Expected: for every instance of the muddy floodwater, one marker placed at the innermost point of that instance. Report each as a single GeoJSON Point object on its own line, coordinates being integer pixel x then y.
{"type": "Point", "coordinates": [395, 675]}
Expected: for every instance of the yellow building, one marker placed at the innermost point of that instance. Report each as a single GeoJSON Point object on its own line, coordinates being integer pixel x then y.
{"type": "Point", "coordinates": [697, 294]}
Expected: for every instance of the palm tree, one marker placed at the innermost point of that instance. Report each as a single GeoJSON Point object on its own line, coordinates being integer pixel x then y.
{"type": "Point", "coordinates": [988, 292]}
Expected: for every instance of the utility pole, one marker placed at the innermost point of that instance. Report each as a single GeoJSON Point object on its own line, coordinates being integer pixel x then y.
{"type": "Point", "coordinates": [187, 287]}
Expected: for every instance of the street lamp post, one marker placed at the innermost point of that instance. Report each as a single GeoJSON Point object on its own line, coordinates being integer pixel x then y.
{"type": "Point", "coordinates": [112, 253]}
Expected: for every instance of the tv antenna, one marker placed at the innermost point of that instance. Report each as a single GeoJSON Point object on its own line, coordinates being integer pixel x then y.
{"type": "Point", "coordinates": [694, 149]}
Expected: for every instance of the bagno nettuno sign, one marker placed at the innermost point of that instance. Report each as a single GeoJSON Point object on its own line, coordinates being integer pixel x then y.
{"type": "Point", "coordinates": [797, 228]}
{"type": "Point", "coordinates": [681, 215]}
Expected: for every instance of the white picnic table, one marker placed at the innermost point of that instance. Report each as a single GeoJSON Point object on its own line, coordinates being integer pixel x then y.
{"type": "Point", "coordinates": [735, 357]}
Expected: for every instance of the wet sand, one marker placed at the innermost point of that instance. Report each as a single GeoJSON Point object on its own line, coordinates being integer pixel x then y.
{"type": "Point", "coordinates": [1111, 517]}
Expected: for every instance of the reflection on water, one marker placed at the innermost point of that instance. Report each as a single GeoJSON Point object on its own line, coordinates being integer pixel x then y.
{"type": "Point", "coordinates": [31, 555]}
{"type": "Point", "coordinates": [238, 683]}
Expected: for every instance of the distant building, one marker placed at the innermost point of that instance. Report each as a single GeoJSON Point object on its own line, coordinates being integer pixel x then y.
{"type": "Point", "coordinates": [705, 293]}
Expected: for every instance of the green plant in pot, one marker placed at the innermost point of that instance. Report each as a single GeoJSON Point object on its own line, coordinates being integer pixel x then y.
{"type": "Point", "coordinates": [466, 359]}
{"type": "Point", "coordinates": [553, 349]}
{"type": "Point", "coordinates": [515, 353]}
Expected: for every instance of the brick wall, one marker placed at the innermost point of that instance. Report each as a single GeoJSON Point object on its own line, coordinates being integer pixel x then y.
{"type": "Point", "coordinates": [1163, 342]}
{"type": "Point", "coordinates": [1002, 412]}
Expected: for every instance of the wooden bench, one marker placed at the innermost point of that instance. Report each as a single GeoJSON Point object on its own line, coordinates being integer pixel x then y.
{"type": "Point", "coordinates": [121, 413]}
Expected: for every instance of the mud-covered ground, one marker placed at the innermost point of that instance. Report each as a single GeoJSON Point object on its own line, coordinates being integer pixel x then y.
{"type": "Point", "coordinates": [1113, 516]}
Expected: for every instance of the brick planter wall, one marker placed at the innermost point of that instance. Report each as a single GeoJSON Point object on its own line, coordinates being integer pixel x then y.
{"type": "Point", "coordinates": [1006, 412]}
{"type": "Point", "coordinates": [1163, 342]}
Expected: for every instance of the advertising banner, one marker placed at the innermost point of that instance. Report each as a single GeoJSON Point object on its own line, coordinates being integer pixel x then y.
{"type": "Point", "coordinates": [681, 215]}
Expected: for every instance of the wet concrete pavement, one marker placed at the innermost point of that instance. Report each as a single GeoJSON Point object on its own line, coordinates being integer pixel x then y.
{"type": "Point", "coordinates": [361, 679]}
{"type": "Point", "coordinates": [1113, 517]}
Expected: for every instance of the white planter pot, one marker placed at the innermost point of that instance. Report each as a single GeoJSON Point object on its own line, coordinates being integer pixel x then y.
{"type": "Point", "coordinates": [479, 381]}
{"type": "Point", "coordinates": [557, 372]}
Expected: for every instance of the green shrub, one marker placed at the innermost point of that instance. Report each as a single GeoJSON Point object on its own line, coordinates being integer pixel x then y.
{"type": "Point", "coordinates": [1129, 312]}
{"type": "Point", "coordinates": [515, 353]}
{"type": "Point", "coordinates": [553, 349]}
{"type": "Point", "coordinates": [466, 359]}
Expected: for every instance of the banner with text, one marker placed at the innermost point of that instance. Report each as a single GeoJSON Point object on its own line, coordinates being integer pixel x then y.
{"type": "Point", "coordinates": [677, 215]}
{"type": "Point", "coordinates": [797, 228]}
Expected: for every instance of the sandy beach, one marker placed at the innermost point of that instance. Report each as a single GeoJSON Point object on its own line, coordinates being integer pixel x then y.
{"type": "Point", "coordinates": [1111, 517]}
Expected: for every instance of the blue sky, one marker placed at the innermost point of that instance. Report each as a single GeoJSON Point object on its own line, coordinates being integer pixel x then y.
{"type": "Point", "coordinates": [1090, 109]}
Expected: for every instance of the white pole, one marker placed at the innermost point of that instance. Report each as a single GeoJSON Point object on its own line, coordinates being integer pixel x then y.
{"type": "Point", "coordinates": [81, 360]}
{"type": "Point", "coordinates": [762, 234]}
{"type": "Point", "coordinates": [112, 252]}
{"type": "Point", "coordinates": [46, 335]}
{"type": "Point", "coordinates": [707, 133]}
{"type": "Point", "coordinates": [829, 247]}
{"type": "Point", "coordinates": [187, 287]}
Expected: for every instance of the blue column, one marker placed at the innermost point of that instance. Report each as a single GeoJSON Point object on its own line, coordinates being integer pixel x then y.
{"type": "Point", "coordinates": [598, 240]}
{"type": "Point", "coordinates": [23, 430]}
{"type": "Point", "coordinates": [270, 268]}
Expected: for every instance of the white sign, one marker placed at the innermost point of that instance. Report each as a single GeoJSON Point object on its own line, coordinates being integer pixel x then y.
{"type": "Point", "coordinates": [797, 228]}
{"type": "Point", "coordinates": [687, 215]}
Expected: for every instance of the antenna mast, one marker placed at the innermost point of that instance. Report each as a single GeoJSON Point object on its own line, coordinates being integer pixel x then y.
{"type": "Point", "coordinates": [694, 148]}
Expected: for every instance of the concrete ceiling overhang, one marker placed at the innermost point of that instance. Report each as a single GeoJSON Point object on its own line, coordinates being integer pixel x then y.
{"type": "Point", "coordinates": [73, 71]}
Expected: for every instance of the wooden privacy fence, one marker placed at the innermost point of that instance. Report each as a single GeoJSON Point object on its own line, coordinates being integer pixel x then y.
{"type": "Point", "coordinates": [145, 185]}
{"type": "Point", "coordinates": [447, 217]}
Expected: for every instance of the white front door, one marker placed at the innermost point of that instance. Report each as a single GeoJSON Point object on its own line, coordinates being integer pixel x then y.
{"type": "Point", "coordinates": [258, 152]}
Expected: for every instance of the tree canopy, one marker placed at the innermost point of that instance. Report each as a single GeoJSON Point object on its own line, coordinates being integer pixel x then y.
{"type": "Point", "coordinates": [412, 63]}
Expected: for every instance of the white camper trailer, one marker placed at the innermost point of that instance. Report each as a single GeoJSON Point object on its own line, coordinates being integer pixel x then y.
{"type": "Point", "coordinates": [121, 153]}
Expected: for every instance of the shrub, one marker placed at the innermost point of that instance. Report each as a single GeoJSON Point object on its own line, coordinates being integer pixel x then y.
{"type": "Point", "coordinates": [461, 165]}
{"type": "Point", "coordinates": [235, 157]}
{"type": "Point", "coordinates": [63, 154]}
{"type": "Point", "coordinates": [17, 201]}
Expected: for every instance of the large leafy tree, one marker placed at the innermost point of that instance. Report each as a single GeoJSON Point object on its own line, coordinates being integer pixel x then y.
• • •
*Task to carry out*: Starting at the line with "Expected: for every instance of the white camper", copy every line up to and including the last one in the entries above.

*Result of this task*:
Expected: for every instance of the white camper trailer, one marker placed at the innermost point of that instance. Report each as a single GeoJSON Point object on its own line, coordinates being integer pixel x then y.
{"type": "Point", "coordinates": [121, 153]}
Expected: for every instance of the shrub, one marker placed at the innermost point of that instance. Report each as a single GeoJSON Point object on its own line, coordinates being integer pixel x then y.
{"type": "Point", "coordinates": [461, 165]}
{"type": "Point", "coordinates": [235, 157]}
{"type": "Point", "coordinates": [63, 154]}
{"type": "Point", "coordinates": [17, 201]}
Expected: for every instance of the large leafy tree, one marker placed at the innermost point of that instance. Report each as a single GeoJSON Point object on its own line, coordinates being integer pixel x then y.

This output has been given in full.